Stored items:
--- START ---

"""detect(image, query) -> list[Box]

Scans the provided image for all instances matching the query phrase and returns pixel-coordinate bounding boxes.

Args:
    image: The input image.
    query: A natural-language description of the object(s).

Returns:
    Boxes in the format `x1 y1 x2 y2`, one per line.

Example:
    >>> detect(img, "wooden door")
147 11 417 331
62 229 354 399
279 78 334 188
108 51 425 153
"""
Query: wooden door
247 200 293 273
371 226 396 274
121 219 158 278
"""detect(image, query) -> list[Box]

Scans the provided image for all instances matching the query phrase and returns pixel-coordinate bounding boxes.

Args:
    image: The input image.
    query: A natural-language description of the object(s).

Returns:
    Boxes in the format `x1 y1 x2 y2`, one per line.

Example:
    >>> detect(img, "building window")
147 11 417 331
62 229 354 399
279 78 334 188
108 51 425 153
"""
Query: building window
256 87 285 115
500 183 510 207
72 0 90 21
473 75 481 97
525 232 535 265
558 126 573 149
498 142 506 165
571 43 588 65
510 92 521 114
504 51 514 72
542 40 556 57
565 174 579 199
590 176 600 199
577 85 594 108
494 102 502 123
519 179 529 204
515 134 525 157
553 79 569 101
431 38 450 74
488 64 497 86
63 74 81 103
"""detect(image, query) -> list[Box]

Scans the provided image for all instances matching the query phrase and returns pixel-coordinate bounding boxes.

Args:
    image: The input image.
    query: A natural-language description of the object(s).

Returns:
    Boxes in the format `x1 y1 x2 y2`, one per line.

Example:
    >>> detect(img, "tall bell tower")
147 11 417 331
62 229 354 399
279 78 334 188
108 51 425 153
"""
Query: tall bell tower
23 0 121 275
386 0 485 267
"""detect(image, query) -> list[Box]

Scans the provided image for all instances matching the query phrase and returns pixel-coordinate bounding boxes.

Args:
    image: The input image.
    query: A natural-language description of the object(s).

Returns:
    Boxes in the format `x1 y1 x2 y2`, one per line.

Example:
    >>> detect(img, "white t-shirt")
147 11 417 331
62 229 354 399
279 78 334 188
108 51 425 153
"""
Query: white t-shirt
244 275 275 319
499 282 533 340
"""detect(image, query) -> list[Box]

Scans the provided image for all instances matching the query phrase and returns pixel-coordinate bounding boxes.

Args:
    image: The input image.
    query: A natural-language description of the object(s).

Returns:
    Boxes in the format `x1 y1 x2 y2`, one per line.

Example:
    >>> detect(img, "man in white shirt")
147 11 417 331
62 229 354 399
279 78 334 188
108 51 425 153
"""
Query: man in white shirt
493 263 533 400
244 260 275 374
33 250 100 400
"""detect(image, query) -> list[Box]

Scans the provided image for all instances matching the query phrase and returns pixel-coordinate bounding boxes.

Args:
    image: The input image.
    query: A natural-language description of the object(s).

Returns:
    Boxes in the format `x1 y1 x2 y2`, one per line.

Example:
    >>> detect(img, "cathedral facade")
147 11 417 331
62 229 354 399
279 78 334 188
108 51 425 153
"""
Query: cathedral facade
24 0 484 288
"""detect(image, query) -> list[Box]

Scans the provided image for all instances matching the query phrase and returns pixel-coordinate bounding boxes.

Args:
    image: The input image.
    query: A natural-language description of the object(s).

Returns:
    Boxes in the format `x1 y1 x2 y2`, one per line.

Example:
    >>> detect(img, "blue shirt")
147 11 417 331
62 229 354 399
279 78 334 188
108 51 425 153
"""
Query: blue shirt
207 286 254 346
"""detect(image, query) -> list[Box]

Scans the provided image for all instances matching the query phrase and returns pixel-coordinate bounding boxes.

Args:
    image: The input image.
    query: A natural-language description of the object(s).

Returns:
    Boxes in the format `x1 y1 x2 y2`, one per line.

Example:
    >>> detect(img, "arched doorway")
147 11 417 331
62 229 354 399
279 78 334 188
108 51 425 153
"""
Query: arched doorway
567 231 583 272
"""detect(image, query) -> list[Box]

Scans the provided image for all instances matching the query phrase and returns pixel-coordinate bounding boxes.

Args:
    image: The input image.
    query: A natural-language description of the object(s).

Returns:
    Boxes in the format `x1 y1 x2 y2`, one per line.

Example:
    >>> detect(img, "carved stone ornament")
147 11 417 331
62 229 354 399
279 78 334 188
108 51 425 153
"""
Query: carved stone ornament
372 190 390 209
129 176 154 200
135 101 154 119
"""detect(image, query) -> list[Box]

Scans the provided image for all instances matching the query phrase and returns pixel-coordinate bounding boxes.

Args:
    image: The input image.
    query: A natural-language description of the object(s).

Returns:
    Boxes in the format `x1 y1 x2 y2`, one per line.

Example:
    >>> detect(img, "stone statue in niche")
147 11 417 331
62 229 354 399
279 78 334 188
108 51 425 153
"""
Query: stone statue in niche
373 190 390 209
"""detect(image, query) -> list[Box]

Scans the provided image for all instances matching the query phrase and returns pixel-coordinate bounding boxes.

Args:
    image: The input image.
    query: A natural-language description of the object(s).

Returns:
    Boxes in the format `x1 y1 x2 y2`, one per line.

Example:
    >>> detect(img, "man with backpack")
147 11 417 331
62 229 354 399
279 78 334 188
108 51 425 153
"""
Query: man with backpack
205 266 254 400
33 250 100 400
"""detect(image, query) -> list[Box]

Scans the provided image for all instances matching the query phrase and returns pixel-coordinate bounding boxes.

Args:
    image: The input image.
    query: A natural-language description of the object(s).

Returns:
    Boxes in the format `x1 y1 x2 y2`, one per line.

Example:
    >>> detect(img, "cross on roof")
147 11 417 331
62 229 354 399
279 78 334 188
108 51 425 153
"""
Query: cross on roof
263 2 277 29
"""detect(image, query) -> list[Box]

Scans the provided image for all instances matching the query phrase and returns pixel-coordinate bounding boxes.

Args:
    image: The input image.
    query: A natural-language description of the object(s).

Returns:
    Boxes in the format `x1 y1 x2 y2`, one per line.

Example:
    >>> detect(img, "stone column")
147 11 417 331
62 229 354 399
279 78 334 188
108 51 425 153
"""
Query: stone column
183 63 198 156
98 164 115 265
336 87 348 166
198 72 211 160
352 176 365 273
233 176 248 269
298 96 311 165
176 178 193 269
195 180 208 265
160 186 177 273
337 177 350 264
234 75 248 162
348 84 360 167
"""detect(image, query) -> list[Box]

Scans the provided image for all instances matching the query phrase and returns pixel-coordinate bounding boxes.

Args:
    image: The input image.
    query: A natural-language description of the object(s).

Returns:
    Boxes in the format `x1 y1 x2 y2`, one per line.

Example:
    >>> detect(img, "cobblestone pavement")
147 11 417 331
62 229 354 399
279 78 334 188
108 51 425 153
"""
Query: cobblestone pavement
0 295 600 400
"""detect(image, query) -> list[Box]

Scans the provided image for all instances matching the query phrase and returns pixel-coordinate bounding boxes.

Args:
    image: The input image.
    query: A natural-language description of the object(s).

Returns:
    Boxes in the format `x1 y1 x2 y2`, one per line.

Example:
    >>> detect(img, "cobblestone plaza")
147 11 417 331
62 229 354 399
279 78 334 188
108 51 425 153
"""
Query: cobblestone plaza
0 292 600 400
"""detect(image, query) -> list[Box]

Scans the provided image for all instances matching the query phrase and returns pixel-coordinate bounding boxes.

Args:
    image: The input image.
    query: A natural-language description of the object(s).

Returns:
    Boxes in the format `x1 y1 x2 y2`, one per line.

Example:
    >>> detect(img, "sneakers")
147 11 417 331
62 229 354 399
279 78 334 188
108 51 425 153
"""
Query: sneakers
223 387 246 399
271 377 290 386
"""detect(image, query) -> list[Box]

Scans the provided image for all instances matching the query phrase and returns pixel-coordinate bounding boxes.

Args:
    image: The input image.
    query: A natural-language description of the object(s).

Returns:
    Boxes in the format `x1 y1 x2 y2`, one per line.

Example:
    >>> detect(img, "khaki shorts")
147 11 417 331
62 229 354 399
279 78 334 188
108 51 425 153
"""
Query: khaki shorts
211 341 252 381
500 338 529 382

--- END ---

(Stated task)
State how many lines in the material contain the word "carved". Give only the number.

(Output below)
2